[Dataset entries]
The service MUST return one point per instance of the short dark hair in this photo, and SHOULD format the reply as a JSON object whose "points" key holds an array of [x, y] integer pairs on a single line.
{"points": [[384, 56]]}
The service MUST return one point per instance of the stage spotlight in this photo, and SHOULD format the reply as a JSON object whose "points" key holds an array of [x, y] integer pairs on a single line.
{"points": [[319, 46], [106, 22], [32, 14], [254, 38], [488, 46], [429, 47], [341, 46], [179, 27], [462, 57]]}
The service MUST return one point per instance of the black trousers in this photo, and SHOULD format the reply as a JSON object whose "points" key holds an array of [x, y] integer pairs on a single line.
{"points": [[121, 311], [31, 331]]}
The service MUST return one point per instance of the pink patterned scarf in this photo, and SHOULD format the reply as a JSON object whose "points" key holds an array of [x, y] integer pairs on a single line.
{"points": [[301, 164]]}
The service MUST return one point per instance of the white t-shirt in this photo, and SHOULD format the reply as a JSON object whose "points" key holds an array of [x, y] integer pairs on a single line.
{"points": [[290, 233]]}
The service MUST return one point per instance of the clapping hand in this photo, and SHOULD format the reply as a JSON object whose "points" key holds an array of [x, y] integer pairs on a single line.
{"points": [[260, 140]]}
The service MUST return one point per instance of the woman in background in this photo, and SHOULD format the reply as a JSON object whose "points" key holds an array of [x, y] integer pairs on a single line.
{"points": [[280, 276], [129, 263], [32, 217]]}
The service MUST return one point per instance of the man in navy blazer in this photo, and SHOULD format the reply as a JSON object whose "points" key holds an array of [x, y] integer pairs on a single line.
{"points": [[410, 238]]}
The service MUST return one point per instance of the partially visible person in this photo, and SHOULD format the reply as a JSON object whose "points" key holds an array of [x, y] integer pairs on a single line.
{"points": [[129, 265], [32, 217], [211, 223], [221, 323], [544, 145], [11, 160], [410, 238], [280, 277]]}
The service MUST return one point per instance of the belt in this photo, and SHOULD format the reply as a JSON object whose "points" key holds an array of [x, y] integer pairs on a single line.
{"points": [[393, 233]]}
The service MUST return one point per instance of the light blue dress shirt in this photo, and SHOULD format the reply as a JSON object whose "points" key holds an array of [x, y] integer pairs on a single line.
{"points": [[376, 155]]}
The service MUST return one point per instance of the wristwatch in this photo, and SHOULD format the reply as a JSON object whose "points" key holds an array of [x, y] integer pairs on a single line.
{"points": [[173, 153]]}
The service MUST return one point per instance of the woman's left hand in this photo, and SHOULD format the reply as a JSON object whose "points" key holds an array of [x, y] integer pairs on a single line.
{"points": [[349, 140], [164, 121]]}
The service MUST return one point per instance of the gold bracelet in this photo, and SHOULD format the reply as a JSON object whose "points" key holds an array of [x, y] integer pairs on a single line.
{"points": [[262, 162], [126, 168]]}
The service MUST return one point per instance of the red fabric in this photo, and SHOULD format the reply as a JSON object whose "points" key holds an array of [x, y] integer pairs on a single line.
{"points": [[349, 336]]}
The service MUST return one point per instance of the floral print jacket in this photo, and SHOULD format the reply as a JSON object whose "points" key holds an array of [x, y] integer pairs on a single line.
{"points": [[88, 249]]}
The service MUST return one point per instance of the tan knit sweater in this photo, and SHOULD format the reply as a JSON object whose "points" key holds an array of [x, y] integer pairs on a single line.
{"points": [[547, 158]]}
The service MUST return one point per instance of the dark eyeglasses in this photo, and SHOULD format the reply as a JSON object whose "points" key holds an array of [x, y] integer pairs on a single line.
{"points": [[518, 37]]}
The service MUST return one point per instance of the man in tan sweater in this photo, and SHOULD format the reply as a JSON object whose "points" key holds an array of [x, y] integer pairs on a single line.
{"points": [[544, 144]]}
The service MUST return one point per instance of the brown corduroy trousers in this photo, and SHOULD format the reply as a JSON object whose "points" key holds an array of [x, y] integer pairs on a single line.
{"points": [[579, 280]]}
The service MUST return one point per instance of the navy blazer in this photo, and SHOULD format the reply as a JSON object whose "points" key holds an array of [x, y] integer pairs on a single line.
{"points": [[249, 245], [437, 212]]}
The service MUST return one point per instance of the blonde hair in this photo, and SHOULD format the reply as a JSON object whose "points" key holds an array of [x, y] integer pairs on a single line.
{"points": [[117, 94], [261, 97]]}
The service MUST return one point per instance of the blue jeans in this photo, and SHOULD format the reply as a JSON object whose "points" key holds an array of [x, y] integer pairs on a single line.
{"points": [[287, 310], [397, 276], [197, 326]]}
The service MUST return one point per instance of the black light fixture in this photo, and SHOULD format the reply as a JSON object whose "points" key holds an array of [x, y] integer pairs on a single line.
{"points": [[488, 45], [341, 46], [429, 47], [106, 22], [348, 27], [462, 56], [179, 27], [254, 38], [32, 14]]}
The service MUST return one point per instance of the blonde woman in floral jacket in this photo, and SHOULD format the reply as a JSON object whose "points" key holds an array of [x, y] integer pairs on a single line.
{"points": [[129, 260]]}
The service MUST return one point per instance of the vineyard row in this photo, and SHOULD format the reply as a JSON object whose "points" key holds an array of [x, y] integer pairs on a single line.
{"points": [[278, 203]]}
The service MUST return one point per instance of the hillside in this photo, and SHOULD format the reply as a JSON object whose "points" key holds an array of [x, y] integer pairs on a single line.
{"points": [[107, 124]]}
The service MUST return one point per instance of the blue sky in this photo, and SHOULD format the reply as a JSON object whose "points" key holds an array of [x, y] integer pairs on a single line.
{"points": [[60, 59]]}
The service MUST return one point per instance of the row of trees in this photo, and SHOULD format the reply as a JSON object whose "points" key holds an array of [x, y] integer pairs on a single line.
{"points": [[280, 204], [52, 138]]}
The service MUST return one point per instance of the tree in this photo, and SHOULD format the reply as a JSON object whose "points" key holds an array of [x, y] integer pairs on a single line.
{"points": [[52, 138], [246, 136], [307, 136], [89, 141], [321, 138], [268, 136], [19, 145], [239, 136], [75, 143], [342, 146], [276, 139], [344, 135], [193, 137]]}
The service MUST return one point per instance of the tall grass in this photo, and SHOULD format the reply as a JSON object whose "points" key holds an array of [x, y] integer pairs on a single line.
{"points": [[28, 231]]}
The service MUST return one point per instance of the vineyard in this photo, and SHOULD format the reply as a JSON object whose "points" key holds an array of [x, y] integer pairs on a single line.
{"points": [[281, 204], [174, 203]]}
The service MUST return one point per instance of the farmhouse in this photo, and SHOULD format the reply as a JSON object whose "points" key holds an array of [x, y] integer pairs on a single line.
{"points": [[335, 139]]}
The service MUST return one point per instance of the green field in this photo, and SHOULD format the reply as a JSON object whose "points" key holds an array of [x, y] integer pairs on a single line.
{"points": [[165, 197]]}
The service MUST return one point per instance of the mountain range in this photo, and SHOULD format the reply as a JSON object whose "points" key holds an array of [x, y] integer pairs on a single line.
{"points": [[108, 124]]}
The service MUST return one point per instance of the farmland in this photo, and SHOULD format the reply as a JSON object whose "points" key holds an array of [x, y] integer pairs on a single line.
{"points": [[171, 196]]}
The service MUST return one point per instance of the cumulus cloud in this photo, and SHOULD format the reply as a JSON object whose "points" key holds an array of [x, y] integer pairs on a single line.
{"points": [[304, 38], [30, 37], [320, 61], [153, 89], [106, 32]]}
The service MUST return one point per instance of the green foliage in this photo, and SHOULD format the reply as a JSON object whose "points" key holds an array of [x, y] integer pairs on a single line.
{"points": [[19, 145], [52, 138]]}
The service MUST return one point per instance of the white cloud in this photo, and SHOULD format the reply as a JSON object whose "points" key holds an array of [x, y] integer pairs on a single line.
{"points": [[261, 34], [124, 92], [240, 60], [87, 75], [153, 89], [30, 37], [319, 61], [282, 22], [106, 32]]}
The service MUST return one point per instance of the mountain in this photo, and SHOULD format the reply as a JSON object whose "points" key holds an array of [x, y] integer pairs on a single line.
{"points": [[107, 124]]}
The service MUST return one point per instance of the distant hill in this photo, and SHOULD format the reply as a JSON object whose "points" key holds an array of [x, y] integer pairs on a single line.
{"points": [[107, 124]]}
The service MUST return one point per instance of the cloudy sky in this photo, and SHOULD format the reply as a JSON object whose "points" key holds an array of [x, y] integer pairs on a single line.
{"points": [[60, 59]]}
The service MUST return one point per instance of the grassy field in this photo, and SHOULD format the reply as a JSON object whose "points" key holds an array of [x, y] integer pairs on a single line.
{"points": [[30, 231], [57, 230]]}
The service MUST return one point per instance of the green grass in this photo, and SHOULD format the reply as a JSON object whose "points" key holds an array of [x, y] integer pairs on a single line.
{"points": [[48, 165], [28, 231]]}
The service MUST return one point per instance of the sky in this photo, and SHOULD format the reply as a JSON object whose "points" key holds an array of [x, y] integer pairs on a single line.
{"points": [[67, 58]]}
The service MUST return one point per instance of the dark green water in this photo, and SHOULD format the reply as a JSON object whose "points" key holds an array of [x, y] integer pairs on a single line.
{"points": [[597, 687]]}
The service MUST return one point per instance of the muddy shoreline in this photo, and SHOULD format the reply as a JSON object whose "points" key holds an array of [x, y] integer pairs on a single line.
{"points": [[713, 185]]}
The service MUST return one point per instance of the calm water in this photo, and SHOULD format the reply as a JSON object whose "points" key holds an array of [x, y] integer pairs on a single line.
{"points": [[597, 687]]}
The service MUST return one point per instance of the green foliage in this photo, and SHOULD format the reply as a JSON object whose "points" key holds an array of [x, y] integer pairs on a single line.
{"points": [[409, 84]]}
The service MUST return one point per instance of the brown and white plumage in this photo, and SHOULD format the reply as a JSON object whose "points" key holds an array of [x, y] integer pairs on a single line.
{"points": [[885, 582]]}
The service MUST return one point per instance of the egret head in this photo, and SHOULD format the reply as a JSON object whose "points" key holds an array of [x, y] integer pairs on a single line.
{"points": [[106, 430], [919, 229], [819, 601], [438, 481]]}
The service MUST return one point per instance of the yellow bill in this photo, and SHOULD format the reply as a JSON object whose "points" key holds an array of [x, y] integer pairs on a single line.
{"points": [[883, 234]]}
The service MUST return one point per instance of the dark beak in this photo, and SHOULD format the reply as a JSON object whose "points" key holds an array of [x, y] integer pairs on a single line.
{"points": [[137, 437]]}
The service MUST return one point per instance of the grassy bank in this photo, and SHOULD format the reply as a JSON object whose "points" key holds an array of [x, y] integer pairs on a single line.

* _Goal_
Revise the records from the line containing "The service MUST return one point per instance of the egret" through the end of the records, changing "service" to "endpoint" and leaving everything else unchanged.

* _Exercise response_
The endpoint MUST return one point per instance of the egret head in this photo, and SHOULD format the reply as a JSON object whose "points" key holds an array of [x, y] integer pairs on a single line.
{"points": [[106, 430], [919, 229], [819, 601], [438, 481]]}
The endpoint MUST return one point per instance of the yellow bill in this photo, and SHOULD format the reply as a JSON object whose "points" key holds an array of [x, y] integer pairs on a single line.
{"points": [[883, 234]]}
The endpoint MUST return one point per instance of the dark beak in this photo, and SHOULD format the reply as a JSON object whose "points" key holds an array of [x, y] integer pairs on a single line.
{"points": [[137, 437]]}
The endpoint MUST return one point per instance of the grassy bank in this photo, and SHOULD format the reply as a JSON object whose "points" key holds an array of [x, y] integer pairs on a single line.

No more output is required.